> Task to complete: Only the lines from the one containing "In this exercise you will indicate every instance of the peeling" to the end of the material are to be copied, exactly and in full; images stay out.

----------

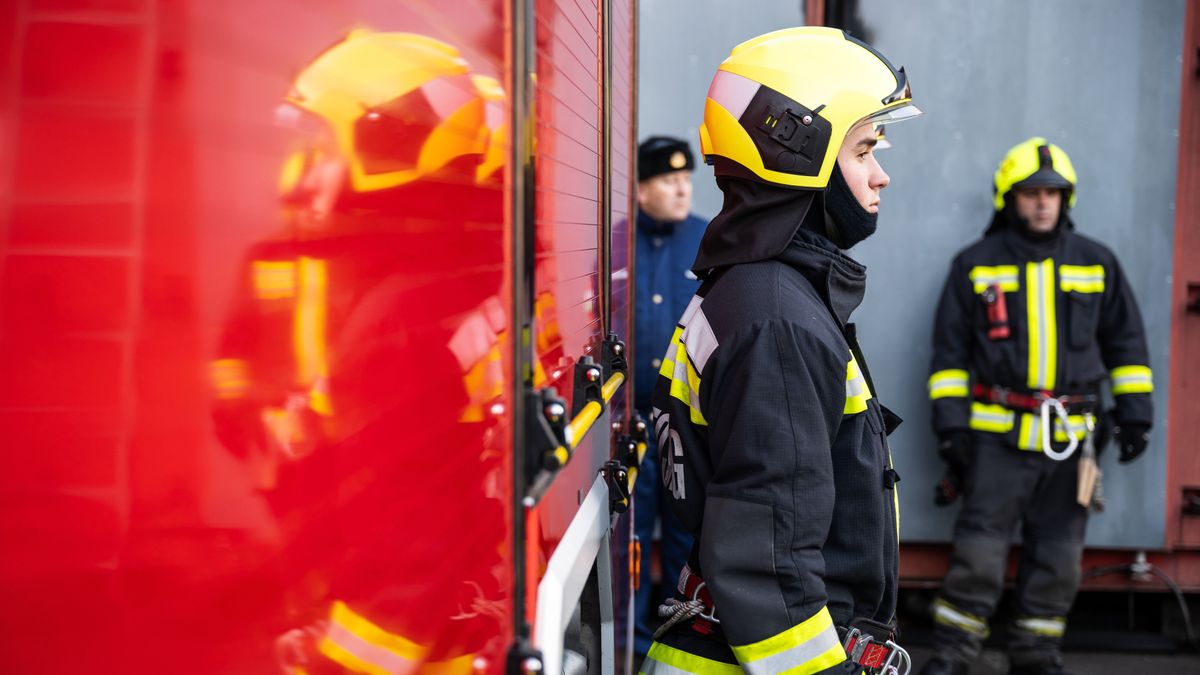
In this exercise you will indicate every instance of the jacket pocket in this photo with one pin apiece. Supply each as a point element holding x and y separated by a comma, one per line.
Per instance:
<point>1083,315</point>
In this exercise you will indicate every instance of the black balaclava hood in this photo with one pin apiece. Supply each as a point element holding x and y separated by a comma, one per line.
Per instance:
<point>1007,219</point>
<point>756,222</point>
<point>850,221</point>
<point>759,220</point>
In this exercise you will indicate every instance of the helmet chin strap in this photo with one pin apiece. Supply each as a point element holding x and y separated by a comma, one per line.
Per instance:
<point>846,221</point>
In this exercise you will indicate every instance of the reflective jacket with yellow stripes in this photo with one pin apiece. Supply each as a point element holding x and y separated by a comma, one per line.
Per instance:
<point>1073,322</point>
<point>774,449</point>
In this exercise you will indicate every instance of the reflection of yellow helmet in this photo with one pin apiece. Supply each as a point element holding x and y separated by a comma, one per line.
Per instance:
<point>400,106</point>
<point>781,103</point>
<point>1035,163</point>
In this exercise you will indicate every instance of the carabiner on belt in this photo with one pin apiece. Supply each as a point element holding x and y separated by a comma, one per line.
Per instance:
<point>1048,429</point>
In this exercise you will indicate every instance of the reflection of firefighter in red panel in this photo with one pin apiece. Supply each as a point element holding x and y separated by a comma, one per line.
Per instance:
<point>353,372</point>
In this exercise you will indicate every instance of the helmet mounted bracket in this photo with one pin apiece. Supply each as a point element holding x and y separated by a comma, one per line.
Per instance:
<point>789,136</point>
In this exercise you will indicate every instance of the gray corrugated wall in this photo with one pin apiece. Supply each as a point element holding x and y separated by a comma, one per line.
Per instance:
<point>1098,77</point>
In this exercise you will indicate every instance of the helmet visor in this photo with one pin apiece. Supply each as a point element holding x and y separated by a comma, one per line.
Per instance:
<point>1044,178</point>
<point>895,114</point>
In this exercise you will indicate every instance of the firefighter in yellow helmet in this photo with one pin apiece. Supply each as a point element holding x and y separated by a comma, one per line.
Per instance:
<point>1032,320</point>
<point>772,440</point>
<point>397,149</point>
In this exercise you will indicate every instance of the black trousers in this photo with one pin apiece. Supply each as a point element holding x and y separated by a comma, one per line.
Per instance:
<point>1007,487</point>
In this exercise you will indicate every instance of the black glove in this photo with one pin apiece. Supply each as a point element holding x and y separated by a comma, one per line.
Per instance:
<point>957,449</point>
<point>1132,440</point>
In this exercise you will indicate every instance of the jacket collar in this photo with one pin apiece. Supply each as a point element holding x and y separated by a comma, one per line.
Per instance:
<point>1033,249</point>
<point>838,279</point>
<point>654,227</point>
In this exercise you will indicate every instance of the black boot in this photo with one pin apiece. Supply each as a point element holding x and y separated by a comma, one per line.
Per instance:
<point>939,665</point>
<point>1044,668</point>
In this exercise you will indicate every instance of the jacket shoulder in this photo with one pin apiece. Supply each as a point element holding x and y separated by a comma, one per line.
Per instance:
<point>768,292</point>
<point>1091,250</point>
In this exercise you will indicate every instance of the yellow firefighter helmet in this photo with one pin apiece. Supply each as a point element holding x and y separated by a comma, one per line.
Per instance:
<point>1035,163</point>
<point>781,103</point>
<point>400,106</point>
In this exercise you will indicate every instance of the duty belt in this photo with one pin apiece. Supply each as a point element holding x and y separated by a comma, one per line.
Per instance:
<point>871,645</point>
<point>1031,401</point>
<point>1044,404</point>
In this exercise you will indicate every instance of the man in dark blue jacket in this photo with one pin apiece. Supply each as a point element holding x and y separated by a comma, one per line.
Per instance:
<point>667,239</point>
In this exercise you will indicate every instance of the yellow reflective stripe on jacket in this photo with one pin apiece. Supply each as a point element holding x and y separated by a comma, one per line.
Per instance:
<point>952,382</point>
<point>1043,322</point>
<point>1048,626</point>
<point>691,345</point>
<point>1132,380</point>
<point>309,324</point>
<point>1081,279</point>
<point>684,378</point>
<point>801,650</point>
<point>857,392</point>
<point>1007,276</point>
<point>1029,436</point>
<point>229,377</point>
<point>664,659</point>
<point>990,417</point>
<point>949,615</point>
<point>274,280</point>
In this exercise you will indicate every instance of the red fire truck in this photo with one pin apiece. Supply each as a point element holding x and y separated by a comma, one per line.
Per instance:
<point>312,323</point>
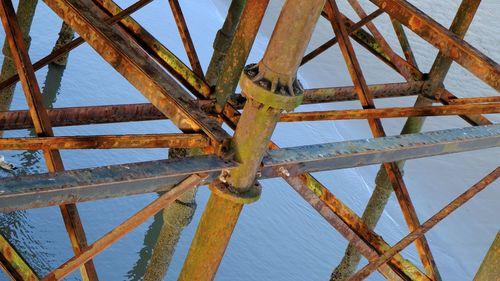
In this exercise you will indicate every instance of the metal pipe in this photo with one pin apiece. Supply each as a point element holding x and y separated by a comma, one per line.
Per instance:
<point>270,88</point>
<point>426,226</point>
<point>128,225</point>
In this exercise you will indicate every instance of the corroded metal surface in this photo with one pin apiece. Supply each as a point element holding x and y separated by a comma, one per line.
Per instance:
<point>422,229</point>
<point>106,142</point>
<point>36,191</point>
<point>139,69</point>
<point>128,225</point>
<point>321,157</point>
<point>199,106</point>
<point>295,160</point>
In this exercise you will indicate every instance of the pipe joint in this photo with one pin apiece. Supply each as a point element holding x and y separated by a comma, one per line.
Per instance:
<point>268,89</point>
<point>227,191</point>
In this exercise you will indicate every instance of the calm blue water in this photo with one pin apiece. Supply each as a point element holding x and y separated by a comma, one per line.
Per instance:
<point>280,237</point>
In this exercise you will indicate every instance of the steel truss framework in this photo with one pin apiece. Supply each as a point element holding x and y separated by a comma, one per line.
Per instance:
<point>199,103</point>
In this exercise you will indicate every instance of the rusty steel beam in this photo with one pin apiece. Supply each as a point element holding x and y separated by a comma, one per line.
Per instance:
<point>492,99</point>
<point>43,190</point>
<point>271,88</point>
<point>106,142</point>
<point>130,60</point>
<point>349,225</point>
<point>163,56</point>
<point>352,29</point>
<point>398,62</point>
<point>392,112</point>
<point>490,267</point>
<point>121,180</point>
<point>14,264</point>
<point>42,126</point>
<point>238,51</point>
<point>426,226</point>
<point>125,227</point>
<point>459,26</point>
<point>383,188</point>
<point>186,38</point>
<point>367,41</point>
<point>347,154</point>
<point>404,43</point>
<point>63,50</point>
<point>307,180</point>
<point>223,39</point>
<point>446,41</point>
<point>72,116</point>
<point>341,94</point>
<point>377,129</point>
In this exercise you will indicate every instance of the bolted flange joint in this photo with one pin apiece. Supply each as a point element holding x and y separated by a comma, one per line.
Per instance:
<point>225,190</point>
<point>255,85</point>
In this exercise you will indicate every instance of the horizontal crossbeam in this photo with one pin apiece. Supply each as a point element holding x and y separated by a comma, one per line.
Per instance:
<point>348,154</point>
<point>43,190</point>
<point>106,142</point>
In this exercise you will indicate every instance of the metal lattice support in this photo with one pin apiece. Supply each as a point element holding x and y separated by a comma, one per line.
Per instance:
<point>200,103</point>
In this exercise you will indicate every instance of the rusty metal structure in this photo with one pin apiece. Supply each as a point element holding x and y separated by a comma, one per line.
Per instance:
<point>232,163</point>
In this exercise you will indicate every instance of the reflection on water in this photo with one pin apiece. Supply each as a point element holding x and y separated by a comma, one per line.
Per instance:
<point>277,238</point>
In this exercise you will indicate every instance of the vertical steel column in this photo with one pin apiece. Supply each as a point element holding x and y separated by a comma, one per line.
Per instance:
<point>238,51</point>
<point>42,125</point>
<point>490,267</point>
<point>270,88</point>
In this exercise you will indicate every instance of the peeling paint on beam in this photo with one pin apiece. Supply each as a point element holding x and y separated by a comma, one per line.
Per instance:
<point>43,190</point>
<point>106,142</point>
<point>348,154</point>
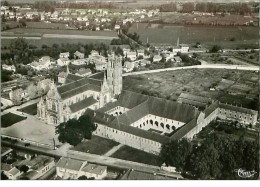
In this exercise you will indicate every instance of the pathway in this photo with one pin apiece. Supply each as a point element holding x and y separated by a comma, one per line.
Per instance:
<point>205,66</point>
<point>113,150</point>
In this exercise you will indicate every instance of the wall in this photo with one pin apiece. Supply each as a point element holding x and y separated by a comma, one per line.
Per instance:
<point>128,139</point>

----------

> Result of this exercise:
In this exercise you will indicate every instance of the peeling paint on beam in this photo with one pin apiece. Supply each as a point element holding x and y separated by a comma, one per line.
Per instance:
<point>43,190</point>
<point>106,142</point>
<point>348,154</point>
In this exercise you will indicate every instance of the pathway in this photo with one pin apiece. Supply each as a point element holding x and y separated by a comma, one per line.
Per instance:
<point>205,66</point>
<point>113,150</point>
In this exercise you will indicate every instance of the wall in this photo with one pin apiece. Supply each as a point element holding x and y separated by a comma, one per line.
Per instance:
<point>128,139</point>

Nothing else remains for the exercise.